_Requirement 1_.
Do these statements agree with the passage on GM crops, placed before the lines? Answer yes or no for each, and quote the words from the passage that decide it.
(a) Companies plan to launch drought-resistant maize varieties between 2012 and 2015.
(b) Corn Amylase is a Monsanto product.
(c) In the US, at least half of the nitrogen applied to maize fields is wasted.
_Requirement 2_.
Can you repeat the passage on GM crops, placed before the lines, word for word between "In fact, these" and "on human health.", inclusive?
_Requirement 3_.
Could you continue the passage on GM crops, placed before the lines, starting right after its last sentence?

_Source text_.
********************

In fact, these people are more dangerous than the anti-science climate change deniers.
Despite the scaremongering and the violence to prevent scientific experimentation - - - in June 2008 for example, 35 masked intruders destroyed genetically modified wheat being tested by researchers at a public research facility, near Zurich and threatened staff with harm - - there is no evidence that GM foods have had any negative impact on human health.
The Irish Government's Chief Scientific Adviser Prof Patrick Cunningham, who has issued a formal report to the Government on GM foods, which looked at safety, benefits and risks, in July 2008 told an Oireachtas Committee that he believed GM was of value to Ireland: "The answer has to be yes," he said.
"[ GM] is not going to go away and it is advancing at a hell of a rate," he said. Countries around the world were growing about 100 million hectares of GM corn, cotton, soyabean and rice.
Genetic modifications impart resistance to herbicides and insect attack, providing cost and yield improvement for the farmer, he said. "This has given a tremendous competitive advantage to those using [ GM]."
Speaking in the wake of food giant Nestlé's call for the European Union to review its opposition to GM, Sir David King, former UK Chief Scientific Adviser told the Financial Times in early July 2008: "There is only one technology likely to deliver [the yield increases needed] and that is GM."
A Financial Times report last year said that while today’s GM crops are designed to resist what scientists call “biotic stress” - - pests and weeds - - the second generation, currently under development, will focus on “abiotic stress”. This encompasses non-biological factors such as drought and floods, heat and cold, salinity and acidity. The biggest research effort is to make plants use water more efficiently.
“Abiotic stress reduces yield in major crops by 65-80 per cent,”says Michael Metzlaff, head of crop productivity for Bayer of Germany. His company’s experiments show that “gene silencing” technology can reduce the production of a key enzyme called Parp, which controls plants’ response to stress. As a result the plant grows better under adverse conditions. Companies plan to launch drought-resistant maize varieties between 2012 and 2015. Chris Zinselmeier, head of water optimisation research for Syngenta of Switzerland, says the aim is to produce a strain that yields better than conventional maize in drought years but “carries no yield penalty when water is plentiful”.
In addition to drought resistance, the industry is working on several other traits. One product, Syngenta’s Corn Amylase, shows how GM could help the biofuels industry. It is maize genetically modified to produce high levels of an enzyme, alpha amylase, that is a critical ingredient in the production of bio-ethanol. John Atkin, Syngenta’s head of crop protection, says Corn Amylase will improve the efficiency of bio-ethanol manufacturing from maize by 5-10 per cent.
Monsanto is meanwhile working on adding genes that enable crops to use nitrogen more efficiently. Nitrogen fertilisers represent one of the largest input costs in agriculture: in the US alone, farmers spend more than $3bn a year applying nitrogen fertilisers to maize fields and at least half of the nitrogen is wasted because it is not taken up by the crop.

********************

_Information supplied_.
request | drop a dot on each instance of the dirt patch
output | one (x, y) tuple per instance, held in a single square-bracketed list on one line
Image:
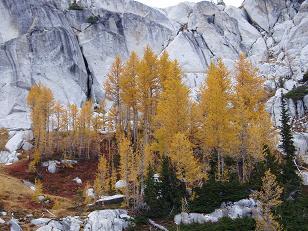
[(61, 183)]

********************

_Expected output 1_.
(a) Yes: "Companies plan to launch drought-resistant maize varieties between 2012 and 2015."
(b) No: "One product, Syngenta’s Corn Amylase"
(c) Yes: "at least half of the nitrogen is wasted because it is not taken up by the crop"

_Expected output 2_.
In fact, these people are more dangerous than the anti-science climate change deniers.
Despite the scaremongering and the violence to prevent scientific experimentation - - - in June 2008 for example, 35 masked intruders destroyed genetically modified wheat being tested by researchers at a public research facility, near Zurich and threatened staff with harm - - there is no evidence that GM foods have had any negative impact on human health.

_Expected output 3_.
Well-fed anti-GM campaigners in Europe are unlikely to be impressed by the latest developments. Extremists can always Google to find some argument to support their prejudices and their familiarity with tropical countries may only extend to packaged or backpacker holidays.
Jacques Diouf, the director-general of the UN's Food and Agriculture Organisation (FAO), said in Rome on Monday, that world population is projected to rise to 9.1 billion in 2050 from a current 6.7 billion, requiring a 70-per cent increase in farm production. In addition to a growing scarcity of natural resources such as land, water and biodiversity "global agriculture will have to cope with the effects of climate change, notably higher temperatures, greater rainfall variability and more frequent extreme weather events such as floods and droughts," he said.
Climate change would reduce water availability and lead to an increase in plant and animal pests and diseases. The combined effects of climate change could reduce potential output by up to 30 per cent in Africa and up to 21 per cent in Asia, the FAO Chief noted.
"The challenge is not only to increase global future production but to increase it where it is mostly needed and by those who need it most," he stressed."There should be a special focus on smallholder farmers, women and rural households and their access to land, water and high quality seeds... and other modern inputs."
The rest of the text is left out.